**Exercise aim**
Return word for word every line of the material below, from the line containing "Point out the dirt" through the end of the material, both ends included.

**Record list**
══════════════════════════════

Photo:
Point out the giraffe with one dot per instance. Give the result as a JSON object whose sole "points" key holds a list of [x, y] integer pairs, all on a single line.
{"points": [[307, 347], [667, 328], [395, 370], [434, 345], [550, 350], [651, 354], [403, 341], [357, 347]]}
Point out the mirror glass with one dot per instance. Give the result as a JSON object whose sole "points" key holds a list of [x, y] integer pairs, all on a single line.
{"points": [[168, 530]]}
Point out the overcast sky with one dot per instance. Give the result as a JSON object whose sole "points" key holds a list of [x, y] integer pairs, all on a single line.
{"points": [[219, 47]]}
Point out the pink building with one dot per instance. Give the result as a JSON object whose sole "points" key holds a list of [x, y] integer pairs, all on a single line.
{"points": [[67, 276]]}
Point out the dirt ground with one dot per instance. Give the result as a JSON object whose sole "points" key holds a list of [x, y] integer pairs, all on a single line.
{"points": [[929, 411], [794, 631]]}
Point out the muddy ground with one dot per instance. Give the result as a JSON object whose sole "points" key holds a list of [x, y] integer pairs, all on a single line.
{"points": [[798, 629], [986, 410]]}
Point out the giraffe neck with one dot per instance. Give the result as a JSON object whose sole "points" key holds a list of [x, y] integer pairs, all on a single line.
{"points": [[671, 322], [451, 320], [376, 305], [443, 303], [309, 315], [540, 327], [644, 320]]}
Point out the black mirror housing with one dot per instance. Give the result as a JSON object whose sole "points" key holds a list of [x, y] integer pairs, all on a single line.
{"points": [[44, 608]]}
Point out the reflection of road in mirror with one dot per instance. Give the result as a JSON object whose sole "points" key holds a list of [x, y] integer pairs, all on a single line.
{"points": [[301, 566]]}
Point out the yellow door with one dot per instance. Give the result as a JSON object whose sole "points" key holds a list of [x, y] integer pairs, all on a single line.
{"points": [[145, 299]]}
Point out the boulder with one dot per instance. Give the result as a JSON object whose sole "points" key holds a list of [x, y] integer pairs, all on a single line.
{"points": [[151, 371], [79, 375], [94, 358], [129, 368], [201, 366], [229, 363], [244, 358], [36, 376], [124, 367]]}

══════════════════════════════

**Full response**
Point out the dirt ground with one dot per instance. Give the result as a JSON object whose sole "points" key holds a list of [x, y] integer pairs, all on a single line.
{"points": [[929, 411], [794, 631]]}
Point out the muddy ground with one dot per instance. Give the result as a JSON object whose sole "points" key holds a list of [x, y] integer pairs, all on a single line.
{"points": [[798, 629], [986, 410]]}
Point out the giraffe neck with one dot per instance. Give the result as a JSON object whose sole "points" key holds a list of [x, y] integer pairs, all on a single line.
{"points": [[671, 322], [451, 320], [376, 305], [443, 303], [309, 315], [540, 327], [644, 320]]}
Point out the black mirror housing with one dot per instance. Give the result as a JSON object whose sole "points" key holds a list of [x, y] integer pairs, all on a single line.
{"points": [[44, 608]]}
Point out the reflection of road in mirror with one dot per instance. Give the result as a JSON object whose sole "points" key holds a list of [x, y] integer pairs, all on a single line.
{"points": [[301, 566]]}
Point out the yellow door with one dot per instance. Give the result as a JSON object whose sole "points" key holds a list of [x, y] integer pairs, all on a single line.
{"points": [[145, 299]]}
Point out the boulder with one dot per instance. Give the result as a JSON object whose sole "points" key holds a list of [x, y] integer pairs, all on a single line.
{"points": [[151, 371], [79, 375], [94, 358], [129, 368], [201, 366], [229, 363], [244, 358], [36, 376], [124, 367]]}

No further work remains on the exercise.